Goal of the exercise:
I would like each line of the data that holds the word "petal" copied out.

Source data:
-=-=-=-=-
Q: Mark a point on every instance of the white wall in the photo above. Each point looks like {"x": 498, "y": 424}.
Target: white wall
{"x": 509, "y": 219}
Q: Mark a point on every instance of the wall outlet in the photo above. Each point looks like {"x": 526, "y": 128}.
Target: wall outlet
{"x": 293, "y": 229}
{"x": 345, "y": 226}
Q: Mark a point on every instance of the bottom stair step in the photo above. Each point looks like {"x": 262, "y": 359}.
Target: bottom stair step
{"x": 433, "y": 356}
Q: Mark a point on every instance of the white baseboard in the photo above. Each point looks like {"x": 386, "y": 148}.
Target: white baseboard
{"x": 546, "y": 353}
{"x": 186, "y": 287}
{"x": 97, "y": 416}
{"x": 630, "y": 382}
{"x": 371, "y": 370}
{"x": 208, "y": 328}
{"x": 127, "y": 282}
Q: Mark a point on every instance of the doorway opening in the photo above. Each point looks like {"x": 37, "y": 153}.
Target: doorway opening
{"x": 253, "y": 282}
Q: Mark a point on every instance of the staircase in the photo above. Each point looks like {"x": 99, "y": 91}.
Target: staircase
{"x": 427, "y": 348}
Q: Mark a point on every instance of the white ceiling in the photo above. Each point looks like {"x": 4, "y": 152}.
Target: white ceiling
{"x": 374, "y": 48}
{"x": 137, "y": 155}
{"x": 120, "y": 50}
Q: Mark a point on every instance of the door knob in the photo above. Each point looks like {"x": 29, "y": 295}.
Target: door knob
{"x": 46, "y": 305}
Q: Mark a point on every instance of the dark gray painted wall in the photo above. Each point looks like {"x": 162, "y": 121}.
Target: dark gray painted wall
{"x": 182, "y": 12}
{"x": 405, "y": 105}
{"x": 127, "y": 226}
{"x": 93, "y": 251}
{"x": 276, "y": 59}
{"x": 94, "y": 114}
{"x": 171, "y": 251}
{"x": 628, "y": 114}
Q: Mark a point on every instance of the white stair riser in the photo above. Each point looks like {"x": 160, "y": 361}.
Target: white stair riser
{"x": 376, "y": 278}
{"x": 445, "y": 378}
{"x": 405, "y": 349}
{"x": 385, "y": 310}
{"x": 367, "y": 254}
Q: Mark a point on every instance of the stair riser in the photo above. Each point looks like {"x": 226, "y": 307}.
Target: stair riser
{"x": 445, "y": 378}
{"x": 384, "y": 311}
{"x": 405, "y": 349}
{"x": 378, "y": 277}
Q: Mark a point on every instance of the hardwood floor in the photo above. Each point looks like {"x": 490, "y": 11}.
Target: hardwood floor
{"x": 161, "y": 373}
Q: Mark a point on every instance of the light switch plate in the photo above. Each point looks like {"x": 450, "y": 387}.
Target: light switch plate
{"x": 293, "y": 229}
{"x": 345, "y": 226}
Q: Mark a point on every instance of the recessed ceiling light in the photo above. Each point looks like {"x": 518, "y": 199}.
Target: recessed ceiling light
-=-=-=-=-
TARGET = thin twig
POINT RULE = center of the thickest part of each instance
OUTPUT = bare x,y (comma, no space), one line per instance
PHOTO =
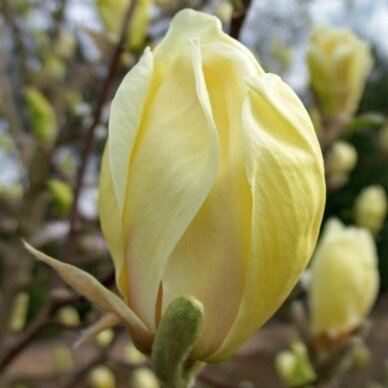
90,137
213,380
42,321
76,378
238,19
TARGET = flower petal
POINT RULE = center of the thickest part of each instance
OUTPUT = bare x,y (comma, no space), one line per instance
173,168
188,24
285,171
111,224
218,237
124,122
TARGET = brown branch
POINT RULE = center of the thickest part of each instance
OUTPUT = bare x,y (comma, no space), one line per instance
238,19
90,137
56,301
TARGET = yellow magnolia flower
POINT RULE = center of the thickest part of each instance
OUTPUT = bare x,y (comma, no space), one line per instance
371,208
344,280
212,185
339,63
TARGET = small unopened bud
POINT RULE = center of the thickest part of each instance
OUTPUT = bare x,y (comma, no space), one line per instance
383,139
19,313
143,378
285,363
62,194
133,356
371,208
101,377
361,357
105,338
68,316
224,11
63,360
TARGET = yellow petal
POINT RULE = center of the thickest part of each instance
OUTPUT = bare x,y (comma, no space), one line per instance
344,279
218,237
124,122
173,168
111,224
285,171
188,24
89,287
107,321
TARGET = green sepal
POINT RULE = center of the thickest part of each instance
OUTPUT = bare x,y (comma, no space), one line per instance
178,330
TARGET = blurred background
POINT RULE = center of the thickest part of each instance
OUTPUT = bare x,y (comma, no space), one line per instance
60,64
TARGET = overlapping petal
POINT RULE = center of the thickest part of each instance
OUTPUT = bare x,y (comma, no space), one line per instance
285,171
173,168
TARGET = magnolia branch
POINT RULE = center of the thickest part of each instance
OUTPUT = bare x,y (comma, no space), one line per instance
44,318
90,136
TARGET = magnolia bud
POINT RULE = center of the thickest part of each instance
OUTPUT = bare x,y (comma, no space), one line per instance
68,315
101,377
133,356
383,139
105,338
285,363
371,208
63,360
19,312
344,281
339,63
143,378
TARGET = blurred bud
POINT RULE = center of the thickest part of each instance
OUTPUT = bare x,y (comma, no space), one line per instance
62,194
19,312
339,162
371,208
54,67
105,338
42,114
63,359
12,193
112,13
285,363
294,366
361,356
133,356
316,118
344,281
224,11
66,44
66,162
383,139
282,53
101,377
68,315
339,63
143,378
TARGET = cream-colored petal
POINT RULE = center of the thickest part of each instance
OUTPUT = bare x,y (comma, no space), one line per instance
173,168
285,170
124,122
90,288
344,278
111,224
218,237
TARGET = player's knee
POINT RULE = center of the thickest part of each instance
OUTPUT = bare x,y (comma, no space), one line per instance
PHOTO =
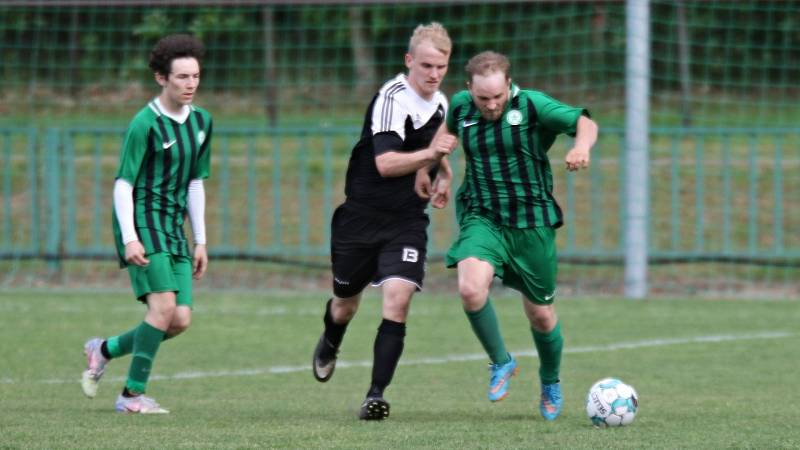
-=-=-=-=-
Response:
TARGET = flower petal
TARGET = yellow petal
TARGET = overlapping petal
TARGET = cream-colored petal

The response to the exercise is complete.